● **What is required**:
Write each line exactly as it stands, from the line containing "of the large" through the end of the data.

● **Material**:
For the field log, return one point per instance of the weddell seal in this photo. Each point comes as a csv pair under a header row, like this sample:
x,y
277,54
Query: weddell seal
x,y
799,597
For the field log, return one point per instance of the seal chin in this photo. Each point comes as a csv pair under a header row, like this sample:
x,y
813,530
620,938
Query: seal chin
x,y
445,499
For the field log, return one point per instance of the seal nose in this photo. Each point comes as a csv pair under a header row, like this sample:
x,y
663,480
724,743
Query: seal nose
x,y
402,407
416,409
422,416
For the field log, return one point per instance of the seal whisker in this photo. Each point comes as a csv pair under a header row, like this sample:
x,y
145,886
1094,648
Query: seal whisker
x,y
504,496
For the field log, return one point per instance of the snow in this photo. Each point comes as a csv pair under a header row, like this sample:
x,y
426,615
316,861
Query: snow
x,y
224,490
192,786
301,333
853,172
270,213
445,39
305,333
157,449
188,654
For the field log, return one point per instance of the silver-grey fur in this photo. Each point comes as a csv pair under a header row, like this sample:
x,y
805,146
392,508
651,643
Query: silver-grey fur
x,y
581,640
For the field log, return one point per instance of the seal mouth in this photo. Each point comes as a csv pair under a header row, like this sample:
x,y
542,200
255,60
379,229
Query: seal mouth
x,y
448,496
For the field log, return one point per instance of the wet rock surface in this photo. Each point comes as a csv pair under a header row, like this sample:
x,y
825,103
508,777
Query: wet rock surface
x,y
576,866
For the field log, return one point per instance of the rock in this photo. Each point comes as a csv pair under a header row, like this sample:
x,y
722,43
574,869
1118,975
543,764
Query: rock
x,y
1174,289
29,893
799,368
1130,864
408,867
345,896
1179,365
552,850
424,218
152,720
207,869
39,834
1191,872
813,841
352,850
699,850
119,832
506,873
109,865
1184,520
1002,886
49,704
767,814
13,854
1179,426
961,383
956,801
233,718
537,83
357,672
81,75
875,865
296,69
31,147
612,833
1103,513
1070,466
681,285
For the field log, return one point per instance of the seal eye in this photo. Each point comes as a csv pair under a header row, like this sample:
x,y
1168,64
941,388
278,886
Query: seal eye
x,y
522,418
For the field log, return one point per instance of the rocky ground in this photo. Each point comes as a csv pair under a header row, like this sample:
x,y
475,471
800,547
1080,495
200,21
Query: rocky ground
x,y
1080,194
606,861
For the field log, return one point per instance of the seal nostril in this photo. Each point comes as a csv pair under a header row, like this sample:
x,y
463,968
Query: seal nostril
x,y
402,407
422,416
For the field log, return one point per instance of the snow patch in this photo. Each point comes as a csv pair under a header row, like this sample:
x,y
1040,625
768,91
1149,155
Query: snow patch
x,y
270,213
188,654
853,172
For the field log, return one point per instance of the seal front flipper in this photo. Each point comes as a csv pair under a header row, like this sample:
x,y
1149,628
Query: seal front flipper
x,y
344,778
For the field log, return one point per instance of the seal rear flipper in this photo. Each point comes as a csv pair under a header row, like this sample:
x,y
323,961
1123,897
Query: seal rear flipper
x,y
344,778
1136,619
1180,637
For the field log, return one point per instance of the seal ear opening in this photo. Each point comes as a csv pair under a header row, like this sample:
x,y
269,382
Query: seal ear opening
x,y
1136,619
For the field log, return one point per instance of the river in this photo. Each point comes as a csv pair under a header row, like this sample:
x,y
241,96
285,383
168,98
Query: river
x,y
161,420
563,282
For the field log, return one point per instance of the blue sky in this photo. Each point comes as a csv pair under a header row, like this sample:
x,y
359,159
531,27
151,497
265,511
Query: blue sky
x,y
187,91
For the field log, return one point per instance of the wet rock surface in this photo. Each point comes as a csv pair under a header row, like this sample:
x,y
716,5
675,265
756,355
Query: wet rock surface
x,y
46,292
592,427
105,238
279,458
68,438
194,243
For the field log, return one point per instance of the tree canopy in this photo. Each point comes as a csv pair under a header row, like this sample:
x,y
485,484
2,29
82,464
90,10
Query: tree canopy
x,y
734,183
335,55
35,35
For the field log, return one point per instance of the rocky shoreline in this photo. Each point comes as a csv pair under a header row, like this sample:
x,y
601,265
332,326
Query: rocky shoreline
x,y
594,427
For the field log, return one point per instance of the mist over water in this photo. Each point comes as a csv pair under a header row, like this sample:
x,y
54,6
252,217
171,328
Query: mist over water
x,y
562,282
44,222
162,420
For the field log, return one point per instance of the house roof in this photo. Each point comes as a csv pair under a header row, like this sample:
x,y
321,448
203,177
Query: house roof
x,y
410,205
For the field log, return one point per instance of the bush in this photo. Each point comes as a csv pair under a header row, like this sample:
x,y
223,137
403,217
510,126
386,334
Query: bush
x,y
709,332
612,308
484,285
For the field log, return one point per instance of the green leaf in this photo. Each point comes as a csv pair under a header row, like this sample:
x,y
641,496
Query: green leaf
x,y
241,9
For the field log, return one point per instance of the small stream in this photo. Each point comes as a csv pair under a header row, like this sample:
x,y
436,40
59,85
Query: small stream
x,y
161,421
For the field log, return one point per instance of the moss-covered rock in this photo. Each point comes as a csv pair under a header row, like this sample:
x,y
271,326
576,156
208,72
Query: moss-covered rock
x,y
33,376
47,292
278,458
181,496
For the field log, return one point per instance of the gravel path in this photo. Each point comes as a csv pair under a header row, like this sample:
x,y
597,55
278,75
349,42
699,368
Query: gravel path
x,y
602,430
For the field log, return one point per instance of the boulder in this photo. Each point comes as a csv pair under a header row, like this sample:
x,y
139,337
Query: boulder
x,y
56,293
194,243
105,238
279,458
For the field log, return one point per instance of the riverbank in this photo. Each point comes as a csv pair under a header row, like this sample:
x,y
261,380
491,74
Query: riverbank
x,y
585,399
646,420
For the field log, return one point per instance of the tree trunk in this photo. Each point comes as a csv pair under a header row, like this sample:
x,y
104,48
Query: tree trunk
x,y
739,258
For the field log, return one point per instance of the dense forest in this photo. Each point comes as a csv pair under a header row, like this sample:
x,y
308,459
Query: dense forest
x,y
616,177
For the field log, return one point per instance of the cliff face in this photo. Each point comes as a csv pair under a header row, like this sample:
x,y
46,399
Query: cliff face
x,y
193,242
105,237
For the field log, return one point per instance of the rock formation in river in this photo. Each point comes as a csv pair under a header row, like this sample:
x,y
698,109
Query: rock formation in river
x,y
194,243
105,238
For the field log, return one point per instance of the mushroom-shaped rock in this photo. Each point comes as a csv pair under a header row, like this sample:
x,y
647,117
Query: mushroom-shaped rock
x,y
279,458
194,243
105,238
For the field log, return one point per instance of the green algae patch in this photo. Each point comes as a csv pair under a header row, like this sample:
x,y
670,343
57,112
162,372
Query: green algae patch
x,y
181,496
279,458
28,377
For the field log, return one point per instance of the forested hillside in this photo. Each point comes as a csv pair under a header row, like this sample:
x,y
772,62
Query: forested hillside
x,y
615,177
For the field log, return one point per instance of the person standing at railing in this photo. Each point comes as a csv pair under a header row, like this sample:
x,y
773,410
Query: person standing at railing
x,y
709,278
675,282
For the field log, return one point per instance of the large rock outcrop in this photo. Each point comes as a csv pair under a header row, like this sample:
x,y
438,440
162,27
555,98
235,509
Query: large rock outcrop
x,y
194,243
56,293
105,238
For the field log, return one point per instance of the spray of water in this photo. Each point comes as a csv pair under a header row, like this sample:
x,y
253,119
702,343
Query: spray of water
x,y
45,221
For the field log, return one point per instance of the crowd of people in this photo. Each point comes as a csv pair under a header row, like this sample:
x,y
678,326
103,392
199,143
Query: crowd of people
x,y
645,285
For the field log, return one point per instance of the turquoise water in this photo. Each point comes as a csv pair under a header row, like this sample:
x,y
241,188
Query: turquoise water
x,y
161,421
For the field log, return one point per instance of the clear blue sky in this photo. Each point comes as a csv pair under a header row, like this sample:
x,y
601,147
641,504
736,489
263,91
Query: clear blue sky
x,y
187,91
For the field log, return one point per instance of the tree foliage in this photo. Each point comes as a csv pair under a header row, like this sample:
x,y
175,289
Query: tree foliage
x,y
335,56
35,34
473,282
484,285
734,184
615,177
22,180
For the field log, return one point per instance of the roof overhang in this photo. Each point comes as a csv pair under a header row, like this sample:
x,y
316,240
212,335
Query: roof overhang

● **Written response**:
For the field log, return one point per instance of the large rock outcrop in this photo. Each point comes as a csv pair under a header row, like this sample:
x,y
438,440
162,27
555,98
235,509
Query: large rock outcrop
x,y
194,243
56,293
105,238
For the field log, return one point per instance of the spray of water in this photo. Each point comes as a csv pair under a header row, like this sample:
x,y
253,119
702,343
Query: spray of water
x,y
45,221
For the field log, return one point per instance of the crowd of people in this photo. Each point comes as a csv pair under a header row, like this sample:
x,y
678,326
103,392
199,143
Query: crowd of people
x,y
645,285
For the field log, return one point per instance of the turquoise water in this photo. Each point comes as a csv pair under a header row, like this sample:
x,y
241,188
Query: turquoise water
x,y
161,421
For the field log, return one point per instance of the clear blue sky in this photo. Each point comes as a csv pair under a header row, like this sample:
x,y
601,147
641,504
736,489
263,91
Query: clear blue sky
x,y
187,91
For the field log, return one point per instance of the tree foliage in this photo. Each point comes as a csv pair under a header row, like this sample:
x,y
175,289
Query: tree foliage
x,y
335,56
35,34
473,282
484,285
734,184
615,177
22,180
For the field log, return one point per instance of the roof overhang in this photo. Each point comes as a csv pair under a header row, like this sample:
x,y
316,240
212,335
Query: roof overhang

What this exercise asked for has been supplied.